··· Extracted information ···

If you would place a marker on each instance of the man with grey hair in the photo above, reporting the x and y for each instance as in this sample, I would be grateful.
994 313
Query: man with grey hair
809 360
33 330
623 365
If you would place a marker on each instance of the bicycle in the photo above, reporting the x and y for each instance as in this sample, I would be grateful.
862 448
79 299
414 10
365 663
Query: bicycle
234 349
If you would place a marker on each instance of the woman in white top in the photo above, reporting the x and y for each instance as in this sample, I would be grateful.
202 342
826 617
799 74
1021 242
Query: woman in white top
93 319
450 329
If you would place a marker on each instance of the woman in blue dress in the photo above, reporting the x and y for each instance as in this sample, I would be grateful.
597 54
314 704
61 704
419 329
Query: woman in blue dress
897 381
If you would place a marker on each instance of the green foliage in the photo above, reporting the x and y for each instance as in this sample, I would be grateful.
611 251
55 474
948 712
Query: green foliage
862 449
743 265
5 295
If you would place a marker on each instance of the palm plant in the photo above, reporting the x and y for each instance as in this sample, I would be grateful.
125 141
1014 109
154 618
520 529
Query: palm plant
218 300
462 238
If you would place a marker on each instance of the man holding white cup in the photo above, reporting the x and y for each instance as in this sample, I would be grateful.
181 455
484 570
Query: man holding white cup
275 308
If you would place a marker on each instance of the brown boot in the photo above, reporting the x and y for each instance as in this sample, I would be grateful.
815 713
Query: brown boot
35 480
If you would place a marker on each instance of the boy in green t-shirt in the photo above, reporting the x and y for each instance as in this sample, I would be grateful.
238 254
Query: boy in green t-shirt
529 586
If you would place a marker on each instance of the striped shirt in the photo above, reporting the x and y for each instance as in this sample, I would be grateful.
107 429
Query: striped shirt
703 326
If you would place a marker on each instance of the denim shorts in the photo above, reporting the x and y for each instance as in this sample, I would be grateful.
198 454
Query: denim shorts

···

Reproduce word for word the stretch of material from the line containing "of the denim" through the end of the material.

Result of the task –
If you would place a marker on each instance of the denim shorts in the photo above, reporting the x and y for each instance as in this sample, I would be grateful.
198 454
Query: denim shorts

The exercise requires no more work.